**Dataset entries**

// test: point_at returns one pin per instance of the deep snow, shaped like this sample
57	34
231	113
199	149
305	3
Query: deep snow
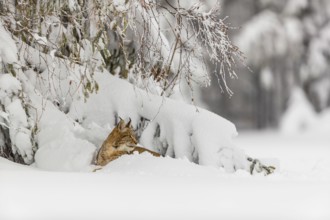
145	187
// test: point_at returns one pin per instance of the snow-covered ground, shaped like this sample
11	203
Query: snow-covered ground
145	187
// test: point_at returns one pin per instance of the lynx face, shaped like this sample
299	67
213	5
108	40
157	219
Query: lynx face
120	141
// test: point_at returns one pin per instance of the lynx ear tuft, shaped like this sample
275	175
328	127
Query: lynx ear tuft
121	124
128	123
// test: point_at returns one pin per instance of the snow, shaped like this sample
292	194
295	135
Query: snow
300	116
146	187
8	50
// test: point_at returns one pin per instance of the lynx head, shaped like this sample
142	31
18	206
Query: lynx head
120	141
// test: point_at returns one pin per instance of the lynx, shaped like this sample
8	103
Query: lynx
121	140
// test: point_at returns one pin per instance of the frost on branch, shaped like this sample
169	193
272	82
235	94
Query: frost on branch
174	43
68	98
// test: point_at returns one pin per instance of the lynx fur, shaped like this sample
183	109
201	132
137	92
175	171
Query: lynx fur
121	140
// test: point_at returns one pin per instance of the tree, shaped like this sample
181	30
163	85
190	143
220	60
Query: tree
59	96
285	43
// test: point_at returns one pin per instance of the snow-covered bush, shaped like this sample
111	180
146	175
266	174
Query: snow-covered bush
59	98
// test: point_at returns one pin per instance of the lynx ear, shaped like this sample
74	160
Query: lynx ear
128	123
121	124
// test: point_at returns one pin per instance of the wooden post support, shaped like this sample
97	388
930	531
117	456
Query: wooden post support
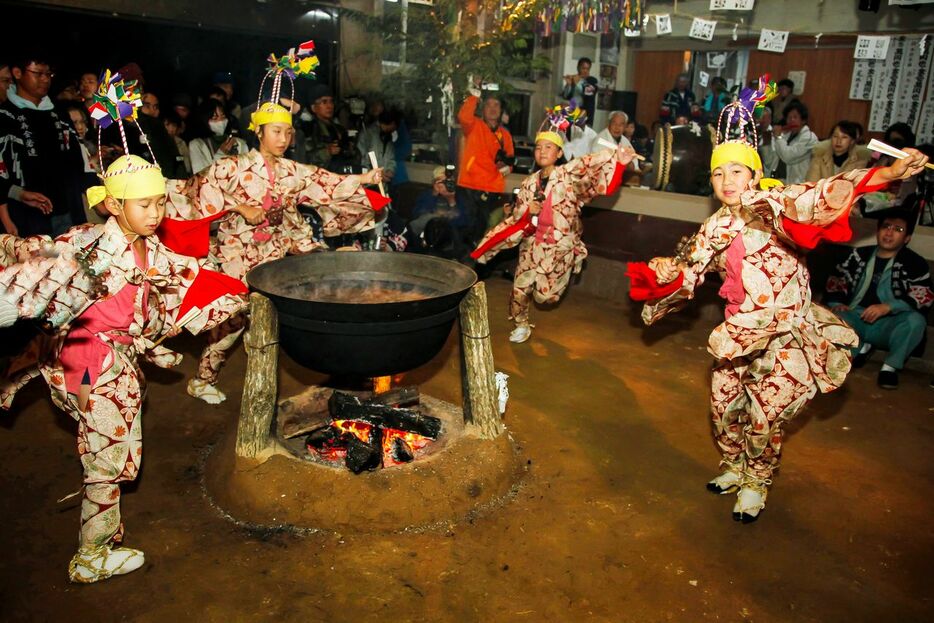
478	380
261	382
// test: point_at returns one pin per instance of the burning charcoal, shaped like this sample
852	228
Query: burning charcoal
346	407
324	438
401	451
361	456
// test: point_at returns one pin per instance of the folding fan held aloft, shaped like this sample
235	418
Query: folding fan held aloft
558	121
737	136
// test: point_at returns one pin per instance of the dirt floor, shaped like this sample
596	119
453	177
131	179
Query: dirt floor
612	523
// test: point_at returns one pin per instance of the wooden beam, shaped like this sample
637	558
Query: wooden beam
478	379
261	382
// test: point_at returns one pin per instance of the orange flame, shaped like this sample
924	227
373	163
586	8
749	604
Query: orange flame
382	384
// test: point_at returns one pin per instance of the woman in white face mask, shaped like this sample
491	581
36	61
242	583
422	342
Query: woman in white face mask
217	136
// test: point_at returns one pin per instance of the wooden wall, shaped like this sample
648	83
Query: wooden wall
654	75
826	89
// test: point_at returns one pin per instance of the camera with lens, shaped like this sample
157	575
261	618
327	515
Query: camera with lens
503	159
450	177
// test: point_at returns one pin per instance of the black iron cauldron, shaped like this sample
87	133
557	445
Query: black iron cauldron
363	313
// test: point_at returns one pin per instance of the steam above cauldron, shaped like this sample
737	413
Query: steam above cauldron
363	313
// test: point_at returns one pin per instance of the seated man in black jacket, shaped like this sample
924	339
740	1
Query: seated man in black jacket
884	292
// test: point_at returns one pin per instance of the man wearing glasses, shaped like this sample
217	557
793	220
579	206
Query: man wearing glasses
884	293
40	159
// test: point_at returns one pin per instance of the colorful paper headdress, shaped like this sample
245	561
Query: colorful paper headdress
737	136
114	101
558	120
301	61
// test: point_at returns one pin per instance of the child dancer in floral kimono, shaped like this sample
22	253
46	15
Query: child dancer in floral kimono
776	349
546	220
256	195
113	291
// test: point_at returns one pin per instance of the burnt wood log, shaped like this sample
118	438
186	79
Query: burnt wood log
260	383
302	414
324	438
362	456
401	451
478	379
396	397
346	407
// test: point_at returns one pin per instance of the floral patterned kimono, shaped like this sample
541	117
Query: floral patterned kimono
108	307
343	204
550	249
776	349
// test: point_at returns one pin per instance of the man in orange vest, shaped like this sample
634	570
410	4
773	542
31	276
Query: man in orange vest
486	161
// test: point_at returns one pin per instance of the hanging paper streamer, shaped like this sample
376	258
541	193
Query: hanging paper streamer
871	47
114	99
702	29
731	5
773	40
601	16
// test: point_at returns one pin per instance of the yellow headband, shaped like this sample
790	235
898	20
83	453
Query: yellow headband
129	177
269	112
735	152
552	137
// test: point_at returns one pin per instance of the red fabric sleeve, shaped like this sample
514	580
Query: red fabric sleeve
809	236
644	286
863	187
207	287
524	223
191	238
377	201
614	184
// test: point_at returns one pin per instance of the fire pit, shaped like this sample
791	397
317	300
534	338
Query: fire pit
315	459
365	313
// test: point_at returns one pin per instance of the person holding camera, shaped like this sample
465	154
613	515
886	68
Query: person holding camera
328	144
215	138
486	160
582	88
443	202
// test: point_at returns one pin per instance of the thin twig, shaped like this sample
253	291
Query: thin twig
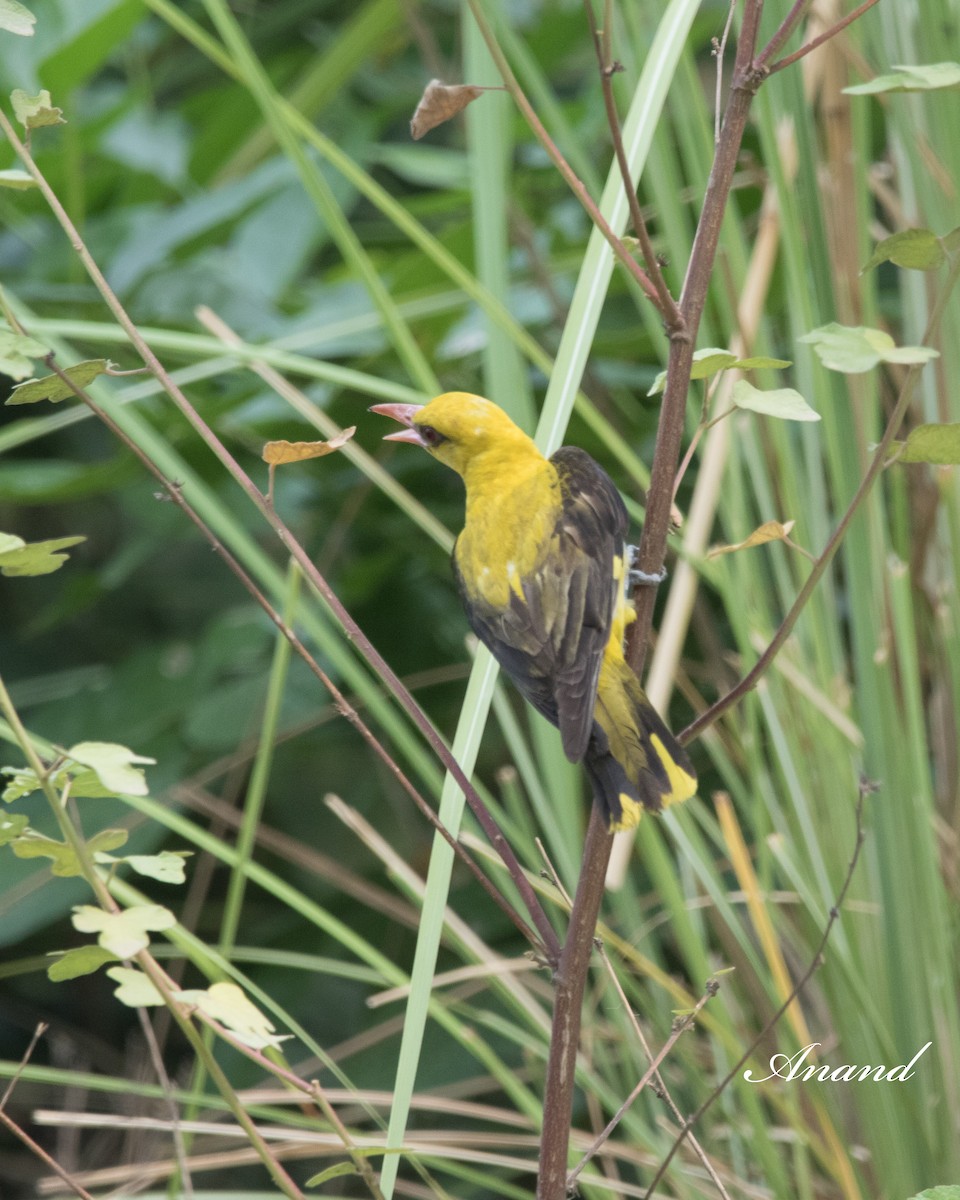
815	963
576	184
342	705
317	581
873	472
679	1027
664	300
719	51
819	41
177	1133
27	1056
784	30
22	1134
36	1149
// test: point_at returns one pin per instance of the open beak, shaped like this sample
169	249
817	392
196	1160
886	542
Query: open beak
405	414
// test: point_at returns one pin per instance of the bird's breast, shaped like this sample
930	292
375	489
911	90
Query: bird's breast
510	521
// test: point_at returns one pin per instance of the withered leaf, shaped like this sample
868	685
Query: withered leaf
276	453
771	531
439	102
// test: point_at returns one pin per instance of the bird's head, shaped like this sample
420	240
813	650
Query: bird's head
456	427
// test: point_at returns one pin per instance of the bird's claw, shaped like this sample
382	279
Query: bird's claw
635	577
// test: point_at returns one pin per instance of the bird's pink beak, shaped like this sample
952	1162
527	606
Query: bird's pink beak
405	414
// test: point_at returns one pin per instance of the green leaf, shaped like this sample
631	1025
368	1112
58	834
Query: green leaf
79	961
167	867
918	250
931	77
36	845
712	360
114	766
333	1173
64	861
18	557
12	826
227	1003
136	989
17	19
16	353
930	443
783	402
54	389
35	112
16	179
23	781
123	933
855	349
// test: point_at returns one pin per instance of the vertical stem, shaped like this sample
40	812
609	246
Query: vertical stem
571	975
569	983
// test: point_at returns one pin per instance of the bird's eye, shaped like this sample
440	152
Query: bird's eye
431	437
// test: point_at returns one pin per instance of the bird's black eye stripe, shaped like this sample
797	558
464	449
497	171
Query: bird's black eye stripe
432	437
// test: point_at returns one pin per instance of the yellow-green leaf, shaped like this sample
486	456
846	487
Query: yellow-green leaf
930	443
227	1003
15	18
123	933
853	349
16	179
18	557
35	112
167	867
16	353
12	826
135	988
114	766
79	961
54	389
783	402
333	1173
771	531
918	250
929	77
711	360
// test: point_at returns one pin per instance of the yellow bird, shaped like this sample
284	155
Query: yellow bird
541	573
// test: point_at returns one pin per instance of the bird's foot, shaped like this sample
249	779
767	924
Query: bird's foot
635	577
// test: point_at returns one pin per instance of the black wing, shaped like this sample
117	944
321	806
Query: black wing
551	642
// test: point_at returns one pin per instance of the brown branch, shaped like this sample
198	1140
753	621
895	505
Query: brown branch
817	41
822	562
693	300
816	961
664	300
569	982
340	701
317	581
679	1027
36	1149
576	184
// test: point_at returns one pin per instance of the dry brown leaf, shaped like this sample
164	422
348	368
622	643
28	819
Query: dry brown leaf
276	453
439	102
771	531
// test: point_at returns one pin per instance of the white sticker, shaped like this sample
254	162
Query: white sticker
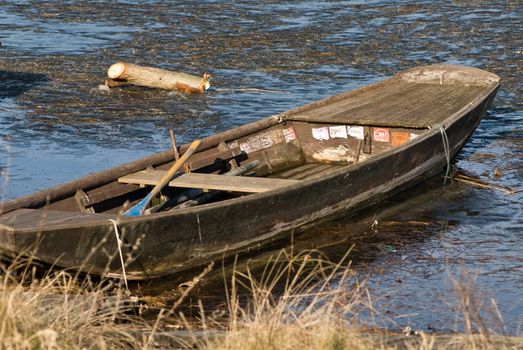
233	144
356	131
266	140
338	131
320	133
381	134
244	147
289	134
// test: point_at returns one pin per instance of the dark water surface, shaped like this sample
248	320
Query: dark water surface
57	124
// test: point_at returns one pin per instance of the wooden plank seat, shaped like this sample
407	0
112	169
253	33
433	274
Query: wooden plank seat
209	181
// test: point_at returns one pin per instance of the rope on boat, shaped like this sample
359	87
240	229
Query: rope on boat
119	242
446	149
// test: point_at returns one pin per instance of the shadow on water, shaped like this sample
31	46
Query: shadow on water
17	83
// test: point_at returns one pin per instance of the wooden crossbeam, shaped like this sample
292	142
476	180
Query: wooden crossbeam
209	181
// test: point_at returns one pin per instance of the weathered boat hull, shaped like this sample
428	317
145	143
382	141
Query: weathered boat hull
169	242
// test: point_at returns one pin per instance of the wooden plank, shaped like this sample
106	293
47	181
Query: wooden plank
396	104
209	181
30	219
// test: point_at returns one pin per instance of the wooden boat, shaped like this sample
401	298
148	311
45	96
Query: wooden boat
324	159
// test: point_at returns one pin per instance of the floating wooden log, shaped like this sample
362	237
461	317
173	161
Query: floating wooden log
122	73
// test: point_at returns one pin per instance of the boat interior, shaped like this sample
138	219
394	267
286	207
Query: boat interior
301	144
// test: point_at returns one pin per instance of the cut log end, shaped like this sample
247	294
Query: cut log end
116	70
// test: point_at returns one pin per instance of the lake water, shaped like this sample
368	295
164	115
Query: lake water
56	123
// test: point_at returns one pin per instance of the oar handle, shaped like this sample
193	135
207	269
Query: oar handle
169	175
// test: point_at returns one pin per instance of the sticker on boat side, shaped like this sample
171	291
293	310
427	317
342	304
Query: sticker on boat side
338	131
356	131
381	135
399	138
320	133
289	134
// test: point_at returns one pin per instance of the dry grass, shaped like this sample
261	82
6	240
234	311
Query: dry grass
295	302
58	311
299	302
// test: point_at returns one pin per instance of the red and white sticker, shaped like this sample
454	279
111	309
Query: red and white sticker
338	131
289	134
321	133
381	135
356	131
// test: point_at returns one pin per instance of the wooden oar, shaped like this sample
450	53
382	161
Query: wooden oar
139	208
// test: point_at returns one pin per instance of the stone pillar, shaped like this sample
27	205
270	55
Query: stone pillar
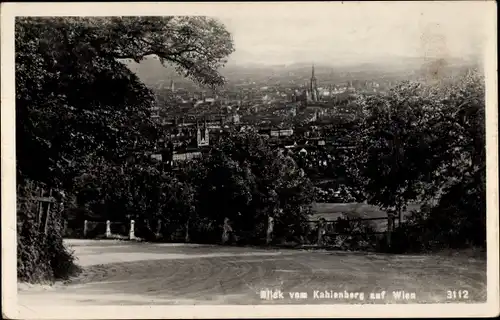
321	231
131	234
270	228
158	229
65	227
108	229
390	229
85	228
186	238
225	231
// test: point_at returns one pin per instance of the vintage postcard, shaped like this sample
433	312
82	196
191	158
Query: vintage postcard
257	160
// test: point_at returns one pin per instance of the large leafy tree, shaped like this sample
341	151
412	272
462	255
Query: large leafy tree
247	181
427	144
76	102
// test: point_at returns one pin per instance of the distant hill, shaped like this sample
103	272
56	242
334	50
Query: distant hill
155	75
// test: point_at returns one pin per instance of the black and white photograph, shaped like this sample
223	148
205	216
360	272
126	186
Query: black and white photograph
274	159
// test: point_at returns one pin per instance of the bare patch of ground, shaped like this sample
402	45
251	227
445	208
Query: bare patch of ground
117	272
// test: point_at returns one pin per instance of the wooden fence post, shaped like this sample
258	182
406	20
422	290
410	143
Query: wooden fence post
108	229
270	228
132	230
85	228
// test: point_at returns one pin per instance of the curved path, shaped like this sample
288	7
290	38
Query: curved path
129	273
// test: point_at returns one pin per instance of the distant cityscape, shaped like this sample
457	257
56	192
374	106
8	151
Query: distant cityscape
291	114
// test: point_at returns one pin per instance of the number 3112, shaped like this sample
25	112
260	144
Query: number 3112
457	294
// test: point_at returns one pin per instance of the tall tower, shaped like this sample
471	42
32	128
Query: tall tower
314	86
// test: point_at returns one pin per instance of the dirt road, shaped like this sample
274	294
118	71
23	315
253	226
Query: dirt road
129	273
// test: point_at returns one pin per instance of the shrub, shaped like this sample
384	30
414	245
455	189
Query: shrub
40	257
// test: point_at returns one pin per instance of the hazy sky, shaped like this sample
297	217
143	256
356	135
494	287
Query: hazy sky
353	32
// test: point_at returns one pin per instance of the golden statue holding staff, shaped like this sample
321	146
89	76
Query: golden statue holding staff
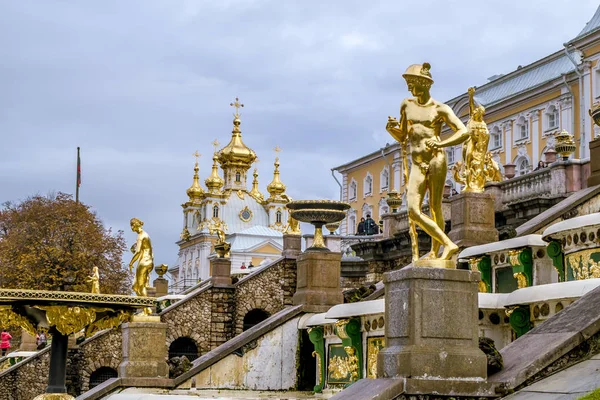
95	280
142	253
421	120
477	167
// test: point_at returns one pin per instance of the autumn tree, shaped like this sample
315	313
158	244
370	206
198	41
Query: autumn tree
52	243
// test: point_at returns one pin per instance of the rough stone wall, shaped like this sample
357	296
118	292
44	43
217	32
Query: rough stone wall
271	290
192	319
27	380
221	318
105	350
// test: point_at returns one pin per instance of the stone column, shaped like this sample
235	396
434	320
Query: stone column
162	286
27	342
144	348
221	271
594	178
472	219
318	280
431	331
292	245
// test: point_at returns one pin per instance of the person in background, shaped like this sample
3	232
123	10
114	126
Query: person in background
41	340
5	342
370	226
361	227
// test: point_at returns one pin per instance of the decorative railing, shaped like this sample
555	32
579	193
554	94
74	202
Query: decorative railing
182	285
541	183
347	241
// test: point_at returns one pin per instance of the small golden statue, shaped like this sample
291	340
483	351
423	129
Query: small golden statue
473	171
293	226
95	280
142	253
221	246
421	120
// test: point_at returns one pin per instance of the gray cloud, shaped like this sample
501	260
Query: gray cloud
140	85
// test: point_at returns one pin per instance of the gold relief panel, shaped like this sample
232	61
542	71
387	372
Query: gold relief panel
246	214
341	368
374	344
584	264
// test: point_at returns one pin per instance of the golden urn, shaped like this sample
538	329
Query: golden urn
394	200
318	213
565	145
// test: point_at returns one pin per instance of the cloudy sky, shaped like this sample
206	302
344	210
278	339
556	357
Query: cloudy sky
140	85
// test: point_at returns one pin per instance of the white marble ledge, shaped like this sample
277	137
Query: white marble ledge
492	301
315	320
514	243
551	291
573	223
171	297
356	309
21	354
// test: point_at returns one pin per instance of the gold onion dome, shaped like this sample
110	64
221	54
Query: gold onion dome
214	182
276	188
236	153
195	192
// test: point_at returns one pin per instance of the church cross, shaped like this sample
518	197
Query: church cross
197	155
237	106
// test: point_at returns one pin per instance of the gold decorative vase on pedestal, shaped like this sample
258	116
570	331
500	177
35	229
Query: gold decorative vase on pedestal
565	145
318	213
332	227
394	200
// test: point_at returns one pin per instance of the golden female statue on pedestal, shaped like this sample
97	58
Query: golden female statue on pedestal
421	120
95	280
142	253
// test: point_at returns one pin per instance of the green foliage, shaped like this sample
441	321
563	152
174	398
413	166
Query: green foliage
52	243
595	395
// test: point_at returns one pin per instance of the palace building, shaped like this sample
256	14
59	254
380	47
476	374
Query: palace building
253	224
525	109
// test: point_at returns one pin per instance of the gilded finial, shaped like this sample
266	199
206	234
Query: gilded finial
237	106
195	192
215	144
255	192
276	188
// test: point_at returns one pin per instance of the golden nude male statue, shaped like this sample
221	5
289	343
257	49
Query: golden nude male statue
421	120
142	253
94	279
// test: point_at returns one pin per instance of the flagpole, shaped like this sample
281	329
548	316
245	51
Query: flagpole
78	181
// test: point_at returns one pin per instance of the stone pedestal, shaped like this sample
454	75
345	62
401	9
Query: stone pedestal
473	219
144	348
431	326
318	280
221	271
292	245
162	286
594	178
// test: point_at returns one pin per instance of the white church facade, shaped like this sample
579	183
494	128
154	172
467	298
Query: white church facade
253	225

**Work order**
The lines from the one containing "male statue, shaped like this sample" through the last line of the records are the answer; set them down exactly and add nothing.

**Response for this exercise**
// test: point_at returns one pin per instance of the golden nude male statue, shaped like this sample
221	5
289	343
257	49
Query: golden nude male statue
421	120
142	253
94	279
// test: point_at returns one pin per instance of the flagpole, shaped like this sample
281	329
548	316
245	51
Query: flagpole
78	181
// test: point_at returns one pin per instance of the stone pedestal, shaped like this sample
454	75
345	62
401	9
Query: stone pedestal
473	219
144	348
431	326
318	280
221	271
292	245
162	286
594	178
// test: point_at returns one pin per instance of the white church facade, shaped like this sample
579	183
494	128
154	172
467	298
Query: white church facade
253	225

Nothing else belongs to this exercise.